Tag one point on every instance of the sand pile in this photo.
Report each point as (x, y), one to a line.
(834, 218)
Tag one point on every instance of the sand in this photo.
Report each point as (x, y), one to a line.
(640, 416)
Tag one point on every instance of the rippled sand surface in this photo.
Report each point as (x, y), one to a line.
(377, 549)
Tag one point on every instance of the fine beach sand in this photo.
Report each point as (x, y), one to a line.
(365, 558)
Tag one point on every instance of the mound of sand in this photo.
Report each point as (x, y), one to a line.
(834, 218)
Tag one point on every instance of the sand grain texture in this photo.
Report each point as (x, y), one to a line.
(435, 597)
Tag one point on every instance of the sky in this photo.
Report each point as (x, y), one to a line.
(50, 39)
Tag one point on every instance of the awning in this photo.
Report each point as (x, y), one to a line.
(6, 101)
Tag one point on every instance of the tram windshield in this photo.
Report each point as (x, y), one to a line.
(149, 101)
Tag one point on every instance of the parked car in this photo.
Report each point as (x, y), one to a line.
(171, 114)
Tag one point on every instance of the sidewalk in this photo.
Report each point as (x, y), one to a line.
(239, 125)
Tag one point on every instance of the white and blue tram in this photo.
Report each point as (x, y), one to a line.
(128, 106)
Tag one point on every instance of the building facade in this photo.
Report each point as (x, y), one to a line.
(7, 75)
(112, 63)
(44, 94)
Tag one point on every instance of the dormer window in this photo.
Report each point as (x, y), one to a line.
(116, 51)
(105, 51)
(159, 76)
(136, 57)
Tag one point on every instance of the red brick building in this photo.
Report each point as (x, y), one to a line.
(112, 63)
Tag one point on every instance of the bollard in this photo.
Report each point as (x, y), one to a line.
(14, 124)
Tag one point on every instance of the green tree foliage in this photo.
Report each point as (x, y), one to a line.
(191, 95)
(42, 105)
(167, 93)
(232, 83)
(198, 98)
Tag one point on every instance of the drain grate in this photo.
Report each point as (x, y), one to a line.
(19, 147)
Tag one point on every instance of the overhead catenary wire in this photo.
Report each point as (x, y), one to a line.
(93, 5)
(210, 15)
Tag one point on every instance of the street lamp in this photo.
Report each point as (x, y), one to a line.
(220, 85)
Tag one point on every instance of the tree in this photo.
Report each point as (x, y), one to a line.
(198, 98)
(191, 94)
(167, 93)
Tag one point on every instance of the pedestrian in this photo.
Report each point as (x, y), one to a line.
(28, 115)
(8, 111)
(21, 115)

----------

Copy every line above word for word, from the first to the last, without changing anything.

Tag one point on every instance of the sand pile in this photo.
Report each point as (x, y), one to a line.
(834, 218)
Tag one point on every instance of the sand in this photo.
Report each point as (x, y), one to a line.
(640, 416)
Tag one point on every instance of the rippled sand surface in this photo.
Report each point as (x, y), one to a line.
(377, 549)
Tag one point on every instance of the fine beach sand in this photo.
Report each point as (x, y), one to a line.
(365, 558)
Tag one point on every instance of the mound of sand in this photo.
Report each point as (x, y), one to a line.
(834, 218)
Tag one point on every instance of the sand grain texture in this photo.
Report each point as (x, y), one to a line.
(435, 597)
Tag one point on every instance of the sky in this photo.
Report each point as (x, y), one to a line.
(50, 39)
Tag one point on every instance of the awning in this photo.
Report each point as (x, y), one to a line.
(6, 101)
Tag one point on every instance of the tram windshield in this photo.
Report each point as (x, y), one to a line.
(149, 101)
Tag one point on every instance of the parked car in this photo.
Report each point as (x, y), one to a line.
(171, 114)
Tag one point on every instance of the sidewalk in this photo.
Report each point as (x, y), one to a line.
(239, 125)
Tag one point on every instance of the white and blue tram in this photo.
Report each point as (x, y), one to a line.
(128, 106)
Tag one point on every instance of the building facade in this photo.
Report each point as (x, y), one to a line.
(7, 75)
(112, 63)
(44, 94)
Tag one point on every instance of the dormer window in this photo.
Report each point as (x, y), one to a line.
(116, 51)
(105, 51)
(159, 76)
(136, 57)
Tag one point on every instance of the red brick building in this photo.
Report each point as (x, y), one to a line.
(112, 63)
Tag one point on every instance of the bollard in this photo.
Report each point as (x, y), one to a line.
(14, 124)
Tag one point on every instance of the green tree foliage in this photo.
Report each point as (x, y), one to a line.
(191, 95)
(42, 105)
(167, 93)
(232, 83)
(198, 98)
Tag one point on every instance of the drain grate in this photo.
Report each point as (x, y), one to a line.
(19, 147)
Tag one point on every instance of the overhead catenary wire in this photo.
Report each point as (x, y), one to a line.
(93, 5)
(210, 15)
Tag one point on every instance of the street lamp in this photo.
Report each point as (x, y), one to a line.
(220, 85)
Tag one point on every instance of the tree in this photo.
Report each point as (x, y), one to a line.
(198, 98)
(191, 94)
(167, 93)
Tag one point on every instance of the pedestrian in this photo.
Report each point as (x, y), one to a line.
(28, 115)
(8, 111)
(21, 115)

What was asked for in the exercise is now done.